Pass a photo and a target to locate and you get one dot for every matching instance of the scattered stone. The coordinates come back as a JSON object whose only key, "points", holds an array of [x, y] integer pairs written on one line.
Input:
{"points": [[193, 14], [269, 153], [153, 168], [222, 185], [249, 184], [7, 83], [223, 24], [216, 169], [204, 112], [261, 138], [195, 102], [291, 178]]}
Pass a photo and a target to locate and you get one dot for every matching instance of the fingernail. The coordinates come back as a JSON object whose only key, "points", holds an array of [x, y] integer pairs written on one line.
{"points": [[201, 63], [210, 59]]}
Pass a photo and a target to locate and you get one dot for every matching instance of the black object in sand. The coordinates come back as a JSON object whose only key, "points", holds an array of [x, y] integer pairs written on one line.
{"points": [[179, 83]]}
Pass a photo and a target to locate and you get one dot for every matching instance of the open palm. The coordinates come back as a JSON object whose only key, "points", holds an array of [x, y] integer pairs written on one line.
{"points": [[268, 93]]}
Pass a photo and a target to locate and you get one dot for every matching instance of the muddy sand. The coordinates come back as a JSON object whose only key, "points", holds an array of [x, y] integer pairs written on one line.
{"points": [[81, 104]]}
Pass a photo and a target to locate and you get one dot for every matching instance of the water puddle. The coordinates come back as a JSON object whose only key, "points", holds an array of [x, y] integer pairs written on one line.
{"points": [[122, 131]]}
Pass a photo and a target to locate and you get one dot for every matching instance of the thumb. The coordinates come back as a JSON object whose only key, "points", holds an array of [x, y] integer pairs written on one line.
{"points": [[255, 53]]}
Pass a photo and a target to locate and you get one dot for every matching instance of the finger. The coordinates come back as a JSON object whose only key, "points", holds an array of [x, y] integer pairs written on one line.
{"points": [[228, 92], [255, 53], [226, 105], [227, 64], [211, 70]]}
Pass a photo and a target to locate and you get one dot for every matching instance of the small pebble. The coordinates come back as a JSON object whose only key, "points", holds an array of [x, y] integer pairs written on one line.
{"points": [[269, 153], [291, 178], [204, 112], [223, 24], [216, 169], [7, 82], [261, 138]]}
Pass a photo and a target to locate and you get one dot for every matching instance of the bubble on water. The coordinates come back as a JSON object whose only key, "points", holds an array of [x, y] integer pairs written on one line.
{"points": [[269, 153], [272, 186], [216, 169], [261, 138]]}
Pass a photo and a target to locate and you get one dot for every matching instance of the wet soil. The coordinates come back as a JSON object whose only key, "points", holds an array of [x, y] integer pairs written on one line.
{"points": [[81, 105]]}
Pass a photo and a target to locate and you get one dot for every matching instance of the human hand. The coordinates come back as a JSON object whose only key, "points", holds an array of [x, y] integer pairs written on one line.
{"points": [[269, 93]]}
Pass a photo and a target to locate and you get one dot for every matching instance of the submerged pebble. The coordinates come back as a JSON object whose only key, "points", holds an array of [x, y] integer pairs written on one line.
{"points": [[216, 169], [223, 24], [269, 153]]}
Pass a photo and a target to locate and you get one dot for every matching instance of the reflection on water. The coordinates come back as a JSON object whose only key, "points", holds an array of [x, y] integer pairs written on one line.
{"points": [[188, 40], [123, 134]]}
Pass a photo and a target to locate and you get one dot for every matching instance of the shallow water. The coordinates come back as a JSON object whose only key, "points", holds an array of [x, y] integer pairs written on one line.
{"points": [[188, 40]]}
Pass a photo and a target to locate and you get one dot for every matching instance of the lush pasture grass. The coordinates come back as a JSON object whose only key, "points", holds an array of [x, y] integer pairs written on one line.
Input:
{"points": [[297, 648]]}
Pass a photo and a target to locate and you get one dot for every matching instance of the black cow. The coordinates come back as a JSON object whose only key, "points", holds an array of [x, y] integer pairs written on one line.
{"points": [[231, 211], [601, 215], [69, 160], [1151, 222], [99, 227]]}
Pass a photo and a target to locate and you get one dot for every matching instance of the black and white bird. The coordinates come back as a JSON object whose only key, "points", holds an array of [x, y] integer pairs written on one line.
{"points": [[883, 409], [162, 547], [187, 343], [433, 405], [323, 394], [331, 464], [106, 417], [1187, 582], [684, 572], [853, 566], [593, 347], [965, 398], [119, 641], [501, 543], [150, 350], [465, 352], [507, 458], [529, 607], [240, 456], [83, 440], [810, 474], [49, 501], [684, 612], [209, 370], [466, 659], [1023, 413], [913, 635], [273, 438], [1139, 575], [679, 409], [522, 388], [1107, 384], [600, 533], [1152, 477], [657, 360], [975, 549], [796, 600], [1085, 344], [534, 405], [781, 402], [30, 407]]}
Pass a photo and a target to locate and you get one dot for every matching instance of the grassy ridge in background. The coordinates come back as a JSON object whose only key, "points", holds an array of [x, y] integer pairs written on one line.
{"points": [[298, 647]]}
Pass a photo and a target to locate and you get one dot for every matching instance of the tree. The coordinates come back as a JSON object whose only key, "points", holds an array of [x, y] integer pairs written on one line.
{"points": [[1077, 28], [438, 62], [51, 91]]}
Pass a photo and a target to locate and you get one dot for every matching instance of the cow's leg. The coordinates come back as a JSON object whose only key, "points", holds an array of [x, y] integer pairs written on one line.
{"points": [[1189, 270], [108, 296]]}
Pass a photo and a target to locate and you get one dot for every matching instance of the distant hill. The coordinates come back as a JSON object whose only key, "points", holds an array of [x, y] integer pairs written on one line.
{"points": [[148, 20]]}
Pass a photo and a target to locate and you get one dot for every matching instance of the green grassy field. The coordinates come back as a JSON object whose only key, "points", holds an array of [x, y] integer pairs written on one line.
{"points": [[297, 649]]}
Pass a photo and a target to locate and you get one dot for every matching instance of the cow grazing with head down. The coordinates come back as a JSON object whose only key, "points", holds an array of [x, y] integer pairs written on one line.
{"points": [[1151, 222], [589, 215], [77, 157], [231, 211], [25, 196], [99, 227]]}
========
§ **TASK TO CARRY OUT**
Reproduce every line above without error.

§ **EXPECTED ANSWER**
Pass a photo and a target to locate and you get one dot for every matching instance of the scattered stone. The coordinates come back as a JSON object whose only key, "points", holds an array of [x, y] integer pairs written on one line.
Input:
{"points": [[193, 14], [269, 153], [153, 168], [222, 185], [249, 184], [7, 83], [223, 24], [216, 169], [204, 112], [261, 138], [195, 102], [291, 178]]}
Pass a photo and a target to locate and you get one dot for every matching instance of the fingernail. The coordinates come back as a JSON object whose only key, "points", holds an array of [x, y] integer pairs written on one line.
{"points": [[201, 63], [210, 59]]}
Pass a photo and a target to locate and you get one dot for every matching instance of the black object in sand. The coordinates come back as a JSON object whose only key, "points", holds an array of [x, y] integer pairs written on one line.
{"points": [[179, 83]]}
Pass a photo and a target to locate and you get one dot for every matching instance of the open palm. The coordinates come back as a JSON object whose only key, "points", holds an array of [x, y] integer pairs written on one line.
{"points": [[268, 93]]}
Pass a photo and a target to locate and you get one dot for every matching instance of the muddy sand. The coordinates come back as a JSON object whose only key, "points", holds an array of [x, y] integer pairs written on one line.
{"points": [[81, 104]]}
Pass a photo and a target to locate and you get one dot for every matching instance of the water puddle. The coordinates come back as a JSON object whose only key, "points", holds an array of [x, y] integer pairs written on one line.
{"points": [[122, 131]]}
Pass a photo and a target to locate and you get one dot for every matching instance of the thumb. The coordinates come back as a JSON object whose only key, "points", holds an array of [x, y] integer pairs written on one line.
{"points": [[255, 53]]}
Pass a photo and a target to locate and you get one dot for every matching instance of the finger. The coordinates come back as a JSON object whose only key, "points", holds an array of [x, y] integer pairs written on one line.
{"points": [[228, 92], [255, 53], [226, 105], [227, 64], [211, 70]]}
Pass a photo and a target to locate and you get one dot for every matching instance of the small pebble. The coordinates come back as a JSON object whose only key, "points", holds an array of [x, y] integer pairs written on one line.
{"points": [[269, 153], [291, 178], [204, 112], [223, 24], [216, 169], [7, 82], [261, 138]]}
Pass a photo and a target to locate and you get one dot for every matching instance of the bubble on water. The coordinates come back as a JSON object whose only key, "points", holds an array of [x, y] integer pairs written on one line.
{"points": [[269, 153], [272, 186], [216, 169], [261, 138]]}
Pass a photo and a target to locate and you get one dot for every matching instance of the wet soil. The coordinates come back as a JSON object whose only key, "points", holds an array of [x, y] integer pairs written on one line.
{"points": [[81, 105]]}
Pass a photo and a target to locate and you get one dot for every matching instance of the human hand. The coordinates come back as a JSON object whose only key, "points", holds an array of [x, y] integer pairs written on one line.
{"points": [[269, 93]]}
Pass a photo and a target to locate and you get one dot for every matching instance of the submerged pebble. The coordinates come back as a JSON object whose only key, "points", holds an array of [x, y] integer pairs written on one line.
{"points": [[216, 169], [223, 24], [269, 153]]}
Pass a photo and a target to locate and you get one dot for every matching instance of the reflection on water. The coordinates come back as a JSON object whose only key, "points", holds an array of [x, y] integer pairs written on one line.
{"points": [[188, 40], [123, 134]]}
Pass a photo and a target to locate and you get one dot for every matching instance of the shallow water. The coordinates come back as a JSON object whose only key, "points", holds an array of [x, y] integer pairs written on one line.
{"points": [[188, 40]]}
Pass a photo and a target to locate and you get one dot for every matching instance of the lush pasture grass. The coordinates come back as a JSON object whose only key, "points", holds an array of [x, y] integer pairs written on one line.
Input:
{"points": [[297, 648]]}
Pass a photo and a target to locate and you get one dot for every matching instance of the black cow. The coordinates come back as a JSON object whose only key, "points", holds an array of [x, y] integer pairs written on one line.
{"points": [[231, 211], [601, 215], [69, 160], [1151, 222], [99, 227]]}
Pass a photo and a target to locate and you get one dot for every matching instance of the black and white bird. The coordinates come back as a JSON object whose only key, "points", holds an array of [x, y] integer pairs written on one line.
{"points": [[883, 409], [162, 547], [187, 343], [433, 405], [323, 394], [331, 464], [106, 417], [1187, 582], [684, 572], [853, 566], [593, 347], [965, 398], [119, 641], [501, 543], [150, 350], [465, 352], [507, 458], [529, 607], [240, 456], [83, 440], [810, 474], [49, 501], [684, 612], [209, 370], [466, 659], [1023, 413], [913, 635], [273, 438], [1139, 575], [679, 409], [522, 388], [1107, 384], [600, 533], [1152, 477], [657, 360], [975, 549], [796, 600], [1085, 344], [534, 405], [781, 402], [30, 407]]}
Pass a photo and a target to locate and you get one dot for every matching instance of the grassy ridge in background. The coordinates come back as a JSON object whose only key, "points", holds an array of [x, y] integer pairs written on one line.
{"points": [[298, 647]]}
Pass a photo and a target to locate and you get one dot for every matching instance of the tree. The coordinates come back as a JSON object whose only key, "points", holds an array of [x, y] integer pairs written on one line.
{"points": [[1077, 28], [438, 62], [51, 91]]}
Pass a photo and a target to locate and you get one dot for every matching instance of the cow's leg. The coordinates come back as a JSON object whose only key, "points", holds an array of [x, y] integer pairs written on one line.
{"points": [[1189, 270], [108, 296]]}
Pass a photo and a target to locate and you get one dot for every matching instance of the distant hill. The coordinates come back as a JSON object whose only key, "points", holds an array of [x, y] integer pairs written on one line.
{"points": [[148, 20]]}
Pass a photo and a target to locate and you get one dot for every matching instance of the green grassy field. The coordinates come back as a JSON object whose only key, "points", holds an array of [x, y] integer pairs written on one line.
{"points": [[297, 649]]}
Pass a photo and a target to locate and you get one dot for every matching instance of the cow grazing with head down. The coordinates come back as a JSON object whose only key, "points", holds an array of [x, y] integer pairs written on one line.
{"points": [[1151, 222], [589, 215], [77, 157], [231, 211], [25, 196], [99, 227]]}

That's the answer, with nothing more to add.